◆ SHORT EXERCISE
Reproduce the listing below line for line, changing nothing.
══ DATA FOR PROCESSING ══
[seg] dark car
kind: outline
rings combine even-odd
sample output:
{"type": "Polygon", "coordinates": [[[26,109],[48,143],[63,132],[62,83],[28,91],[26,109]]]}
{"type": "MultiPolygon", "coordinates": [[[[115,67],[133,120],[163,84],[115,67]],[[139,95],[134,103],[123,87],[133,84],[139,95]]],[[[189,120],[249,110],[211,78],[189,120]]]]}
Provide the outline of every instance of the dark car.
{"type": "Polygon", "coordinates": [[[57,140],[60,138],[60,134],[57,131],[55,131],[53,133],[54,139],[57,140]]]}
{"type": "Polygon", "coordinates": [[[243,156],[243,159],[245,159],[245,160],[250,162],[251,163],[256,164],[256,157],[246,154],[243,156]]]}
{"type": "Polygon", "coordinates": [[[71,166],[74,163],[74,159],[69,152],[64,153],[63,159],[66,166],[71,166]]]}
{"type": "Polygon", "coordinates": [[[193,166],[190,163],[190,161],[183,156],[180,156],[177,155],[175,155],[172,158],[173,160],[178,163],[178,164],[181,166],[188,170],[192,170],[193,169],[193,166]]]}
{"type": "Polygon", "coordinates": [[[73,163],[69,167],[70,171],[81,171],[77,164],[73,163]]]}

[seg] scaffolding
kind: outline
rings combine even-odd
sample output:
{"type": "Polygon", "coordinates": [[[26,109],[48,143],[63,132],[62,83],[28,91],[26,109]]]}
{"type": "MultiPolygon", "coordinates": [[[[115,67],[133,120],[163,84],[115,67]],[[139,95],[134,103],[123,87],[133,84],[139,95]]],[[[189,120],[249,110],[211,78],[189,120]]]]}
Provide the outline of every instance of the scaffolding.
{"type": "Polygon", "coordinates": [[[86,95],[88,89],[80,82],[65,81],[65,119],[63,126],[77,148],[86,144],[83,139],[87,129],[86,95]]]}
═══
◆ OUTPUT FOR THIS EXERCISE
[seg] dark car
kind: outline
rings combine even-odd
sample output:
{"type": "Polygon", "coordinates": [[[26,109],[48,143],[63,132],[62,83],[28,91],[26,109]]]}
{"type": "MultiPolygon", "coordinates": [[[[115,67],[133,120],[163,84],[115,67]],[[139,95],[134,103],[123,87],[133,84],[139,95]]],[[[189,120],[249,110],[211,78],[189,120]]]]}
Provide the outline of every instance of the dark car.
{"type": "Polygon", "coordinates": [[[57,140],[60,138],[60,134],[57,131],[55,131],[53,133],[54,139],[57,140]]]}
{"type": "Polygon", "coordinates": [[[243,156],[243,159],[245,159],[245,160],[250,162],[251,163],[256,164],[256,157],[246,154],[243,156]]]}
{"type": "Polygon", "coordinates": [[[71,166],[74,163],[74,159],[69,152],[64,153],[63,159],[66,166],[71,166]]]}
{"type": "Polygon", "coordinates": [[[193,166],[190,163],[190,161],[183,156],[180,156],[177,155],[175,155],[172,158],[173,160],[178,163],[178,164],[181,166],[188,170],[192,170],[193,169],[193,166]]]}
{"type": "Polygon", "coordinates": [[[73,163],[69,167],[70,171],[81,171],[77,164],[73,163]]]}

[seg] scaffolding
kind: outline
rings combine even-odd
sample output:
{"type": "Polygon", "coordinates": [[[26,109],[48,143],[63,132],[62,83],[28,91],[26,109]]]}
{"type": "MultiPolygon", "coordinates": [[[[115,67],[133,120],[163,84],[115,67]],[[139,95],[134,103],[123,87],[133,84],[139,95]]],[[[189,120],[249,110],[211,78],[189,120]]]]}
Provide the outline of every instance of the scaffolding.
{"type": "Polygon", "coordinates": [[[86,95],[88,89],[80,82],[65,81],[65,119],[63,126],[77,148],[86,144],[83,139],[87,129],[86,95]]]}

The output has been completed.